> _Document_:
L’idée d’affronter le dilemme de l’approvisionnement en matière de défense me remplit généralement d’effroi, un peu comme un examen dentaire; il s’agit d’une tâche nécessaire qui me réjouit très peu. L’ouvrage de Kim Richard Nossal, qui retrace l’histoire de l’approvisionnement en matière de défense au Canada, est cependant bien différent. Avec un titre sans aucun doute très approprié pour un document de politique, Charlie Foxtrot, un euphémisme pour l’expression anglaise « cluster f@ck », qu’on pourrait rendre par « beau gâchis », ce livre se lit très bien et est rempli d’anecdotes utiles, si non ahurissantes. Il vise à trouver une solution à l’infortune du Canada au chapitre des acquisitions de défense.

En 200 pages seulement, Nossal décrit dans un premier temps les « gâchis » de tout un siècle au chapitre de l’approvisionnement avant de passer à l’analyse de solutions futures à l’intention des politiciens. Parmi les insuccès en matière d’approvisionnement, mentionnons le fusil Ross, le CF150 Arrow, la jeep Iltis, les sous-marins de la classe Victoria, les hélicoptères Sea King et le F35. L’analyse de Nossal demeure singulièrement posée et réservée, compte tenu du fait que ces projets ont entraîné des milliers de décès aussi tragiques qu’inutiles et ont coûté des millions de dollars aux contribuables. Les gouvernements libéraux et conservateurs qui se sont succédé les uns aux autres (les « responsables ») sont fustigés pour de nombreuses décisions partisanes qui sont loin d’avoir débouché sur « le bon équipement, au moment voulu, au bon endroit, avec le soutien approprié et au bon prix. » Les « agents » (ou les fonctionnaires) sont à l’abri des critiques, à l’instar du public; c’est à ce niveau que Nossal aurait pu aller plus loin. Même s’il le sous-entend dans plusieurs cas, l’auteur ne mentionne pas ouvertement le rôle que jouent, dans les problèmes d’approvisionnement, l’industrie de la défense, les groupes de réflexion et les médias, qui font partie du « public » à mon avis, et qui ont leurs propres intentions et sont tout aussi partisans.

Nossal met l’accent sur les gouvernements et les partis d’opposition afin de leur rappeler quelques idées canadiennes inopportunes (ce qu’il appelle les causes distales) qui persistent et sont une source de catastrophes en matière d’approvisionnement.

> _Lignes de données_:

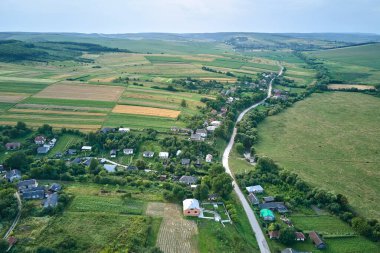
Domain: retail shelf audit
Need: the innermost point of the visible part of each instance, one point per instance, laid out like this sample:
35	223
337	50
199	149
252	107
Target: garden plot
149	111
81	92
176	234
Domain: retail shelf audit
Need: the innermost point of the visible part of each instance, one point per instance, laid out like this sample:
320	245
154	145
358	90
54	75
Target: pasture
356	65
329	139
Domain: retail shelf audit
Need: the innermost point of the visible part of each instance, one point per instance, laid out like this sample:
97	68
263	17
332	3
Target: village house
128	151
201	132
163	177
274	206
106	130
110	167
300	236
208	158
274	234
185	161
13	175
26	184
113	153
124	130
267	215
12	145
268	199
163	155
191	207
55	187
34	193
253	199
255	189
51	200
211	128
213	197
71	152
148	154
86	148
215	123
196	137
319	244
40	140
188	180
43	150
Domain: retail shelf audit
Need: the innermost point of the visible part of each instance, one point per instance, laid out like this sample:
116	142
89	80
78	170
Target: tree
222	185
3	245
183	103
93	166
240	148
287	235
266	164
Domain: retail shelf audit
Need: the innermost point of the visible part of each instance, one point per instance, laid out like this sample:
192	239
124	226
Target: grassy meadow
353	65
331	141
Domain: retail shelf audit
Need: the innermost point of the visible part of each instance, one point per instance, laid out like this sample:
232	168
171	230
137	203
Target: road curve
14	224
260	237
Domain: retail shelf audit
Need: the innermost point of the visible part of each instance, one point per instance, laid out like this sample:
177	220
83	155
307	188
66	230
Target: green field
331	141
358	64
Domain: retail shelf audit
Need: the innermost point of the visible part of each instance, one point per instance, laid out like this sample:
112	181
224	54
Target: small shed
148	154
128	151
163	155
317	240
12	145
253	199
208	158
255	189
86	148
191	207
110	167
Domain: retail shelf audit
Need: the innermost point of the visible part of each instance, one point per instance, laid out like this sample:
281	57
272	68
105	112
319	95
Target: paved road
14	224
260	237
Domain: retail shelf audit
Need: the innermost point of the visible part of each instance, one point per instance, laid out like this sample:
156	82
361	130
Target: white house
211	128
255	189
163	155
202	132
128	151
86	148
110	167
124	130
148	154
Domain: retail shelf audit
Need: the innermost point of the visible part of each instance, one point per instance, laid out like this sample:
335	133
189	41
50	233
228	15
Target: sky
190	16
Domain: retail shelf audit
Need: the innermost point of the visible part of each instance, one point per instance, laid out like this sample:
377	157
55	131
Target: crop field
149	111
330	139
106	204
350	86
81	91
176	233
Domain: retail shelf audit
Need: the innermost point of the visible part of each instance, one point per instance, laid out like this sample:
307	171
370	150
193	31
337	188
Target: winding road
14	224
260	237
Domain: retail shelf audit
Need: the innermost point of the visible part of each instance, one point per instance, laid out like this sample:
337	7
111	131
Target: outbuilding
191	207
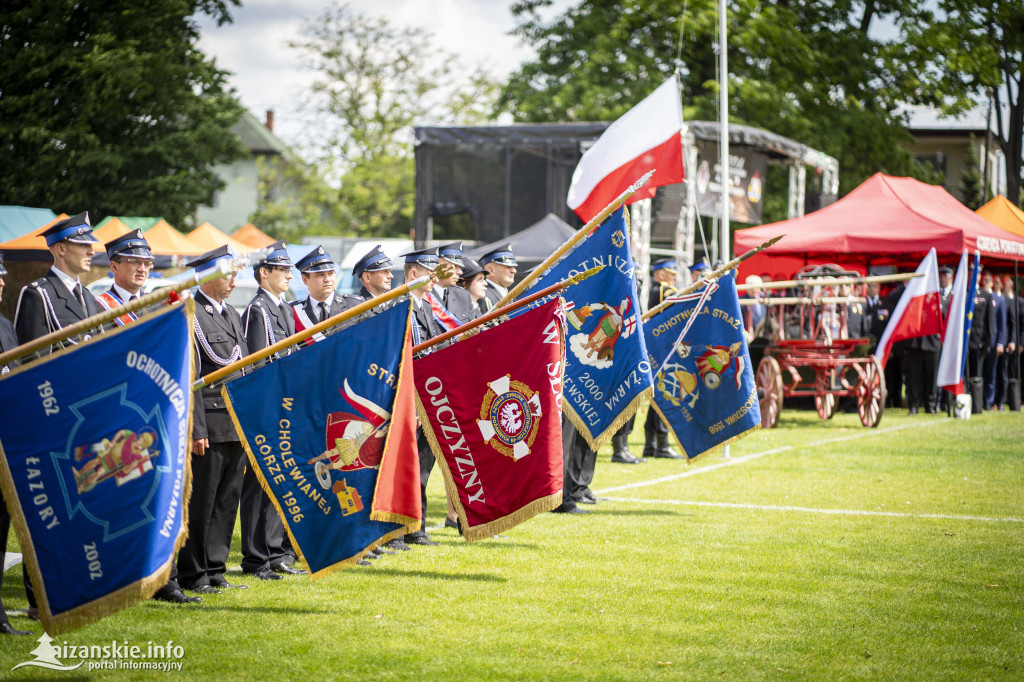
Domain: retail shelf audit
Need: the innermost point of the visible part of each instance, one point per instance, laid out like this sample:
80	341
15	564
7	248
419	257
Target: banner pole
315	329
583	233
222	270
498	312
722	269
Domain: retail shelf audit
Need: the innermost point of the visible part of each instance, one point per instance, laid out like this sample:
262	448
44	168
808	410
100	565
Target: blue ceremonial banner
94	466
704	384
330	431
606	370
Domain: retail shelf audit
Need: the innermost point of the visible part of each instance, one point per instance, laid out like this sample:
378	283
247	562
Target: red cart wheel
870	393
769	382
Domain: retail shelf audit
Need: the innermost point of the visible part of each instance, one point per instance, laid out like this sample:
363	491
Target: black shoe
7	629
420	540
204	589
282	567
266	574
176	597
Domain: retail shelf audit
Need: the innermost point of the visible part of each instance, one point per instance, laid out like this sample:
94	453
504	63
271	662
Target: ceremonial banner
704	384
606	370
94	466
489	407
331	433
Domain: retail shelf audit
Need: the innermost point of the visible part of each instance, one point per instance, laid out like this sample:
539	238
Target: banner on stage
606	370
331	433
704	383
491	410
94	466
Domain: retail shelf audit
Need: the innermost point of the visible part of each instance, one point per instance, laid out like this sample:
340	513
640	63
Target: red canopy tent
886	220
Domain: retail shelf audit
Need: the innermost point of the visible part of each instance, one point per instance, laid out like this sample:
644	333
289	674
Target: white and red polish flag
646	137
919	311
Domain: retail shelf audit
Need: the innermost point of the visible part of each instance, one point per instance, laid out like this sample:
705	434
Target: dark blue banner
606	370
704	384
94	441
323	427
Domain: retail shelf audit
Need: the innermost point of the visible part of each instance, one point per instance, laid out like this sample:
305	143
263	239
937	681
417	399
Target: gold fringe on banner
133	593
700	456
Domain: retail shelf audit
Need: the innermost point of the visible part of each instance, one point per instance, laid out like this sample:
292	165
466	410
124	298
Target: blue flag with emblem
330	433
94	466
606	370
704	384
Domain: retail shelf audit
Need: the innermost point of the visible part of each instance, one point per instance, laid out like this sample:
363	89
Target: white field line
754	456
815	510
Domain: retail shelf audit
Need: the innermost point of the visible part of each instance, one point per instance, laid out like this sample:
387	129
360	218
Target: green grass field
816	551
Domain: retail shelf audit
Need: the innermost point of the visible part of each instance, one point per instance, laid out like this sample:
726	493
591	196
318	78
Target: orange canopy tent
1001	213
253	236
207	238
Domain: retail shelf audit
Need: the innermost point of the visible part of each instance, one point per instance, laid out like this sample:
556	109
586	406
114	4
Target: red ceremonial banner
491	407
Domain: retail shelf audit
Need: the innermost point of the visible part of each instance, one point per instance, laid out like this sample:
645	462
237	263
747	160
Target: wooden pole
572	241
714	275
498	312
306	333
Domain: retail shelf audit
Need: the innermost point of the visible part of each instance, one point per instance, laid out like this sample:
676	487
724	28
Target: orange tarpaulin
165	241
253	236
33	241
208	238
1001	213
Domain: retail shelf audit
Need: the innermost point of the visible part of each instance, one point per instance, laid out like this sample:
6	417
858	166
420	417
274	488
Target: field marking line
818	510
754	456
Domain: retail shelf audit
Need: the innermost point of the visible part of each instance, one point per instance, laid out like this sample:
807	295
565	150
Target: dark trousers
212	509
426	466
922	367
262	529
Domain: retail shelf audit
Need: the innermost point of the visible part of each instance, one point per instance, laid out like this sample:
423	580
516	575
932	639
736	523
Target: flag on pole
331	433
606	370
919	311
704	383
957	328
495	426
94	466
646	137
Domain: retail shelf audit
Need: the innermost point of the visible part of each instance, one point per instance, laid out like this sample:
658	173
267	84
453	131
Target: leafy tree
969	49
112	108
374	83
810	71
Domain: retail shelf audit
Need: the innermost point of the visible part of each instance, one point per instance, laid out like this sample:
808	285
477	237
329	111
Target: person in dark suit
59	299
318	273
418	264
500	264
456	300
218	457
267	320
474	281
8	341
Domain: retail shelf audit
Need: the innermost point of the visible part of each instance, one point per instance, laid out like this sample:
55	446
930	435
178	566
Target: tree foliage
376	81
112	108
967	50
810	71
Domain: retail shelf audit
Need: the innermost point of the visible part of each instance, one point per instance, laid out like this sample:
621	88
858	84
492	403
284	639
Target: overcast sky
266	73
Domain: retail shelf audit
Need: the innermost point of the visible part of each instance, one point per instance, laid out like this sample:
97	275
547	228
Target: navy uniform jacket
265	324
222	340
982	322
35	318
460	303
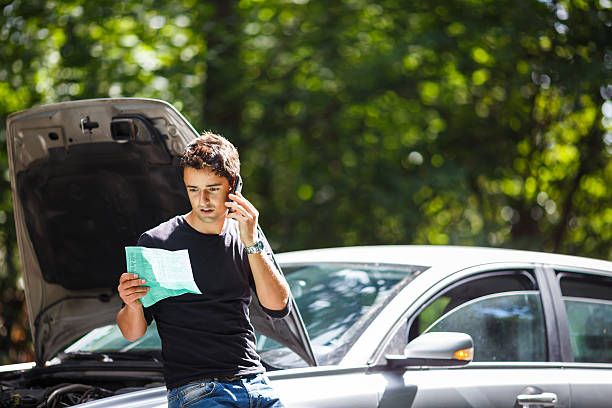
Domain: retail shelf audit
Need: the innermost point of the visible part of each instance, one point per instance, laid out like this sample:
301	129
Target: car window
505	327
336	302
588	303
501	310
109	338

> _Défis_:
A) Extrayez chaque ligne des enregistrements où figure la chaîne « field ».
B) Prolongez le compte rendu sur l'approvisionnement canadien en matière de défense en reprenant après sa dernière phrase.

> _Corrigé de l'exercice_:
A)
Target: green field
Target: crop field
Target: white field line
Target: green grass field
Target: field marking line

B)
  1. L’approvisionnement en matière de défense est guidé principalement par le besoin politique de dépenser aussi peu que possible tout s’attendant à des retombées économiques optimales;
  2. Les politiciens évoluent dans un « environnement permissif » (accordé par le public) – les mauvaises décisions ont peu de conséquences, et il y a peu d’incitatifs qui les poussent à prendre de bonnes décisions;
  3. Le Canada insiste sur le besoin d’une force militaire « apte au combat » (les militaires ont besoin de matériel et de capacités en tous genres pour remplir des rôles multiples plutôt que ciblés).

Les solutions proposées découlent principalement du premier et du troisième problème.

  1. Si les politiciens promettent souvent de grosses acquisitions pour ensuite reculer devant le prix, il faut corriger l’approvisionnement de manière à dépenser sur ce qui est nécessaire (la défense du Canada et de l’Amérique du Nord) et compter sur les alliés pour fournir collectivement d’autres capacités.
  2. Il faut se montrer plus stratégique (et on pourrait ajouter plus réaliste) en ce qui concerne les besoins du Canada, et le Cabinet doit s’approprier le plan de défense. Plus précisément, le gouvernement, et non la Défense nationale, doit bien comprendre et accepter le livre blanc de la défense, qui guide les approvisionnements futurs, et en orienter l’application.
  3. Il faut éviter de faire de la politique avec l’approvisionnement.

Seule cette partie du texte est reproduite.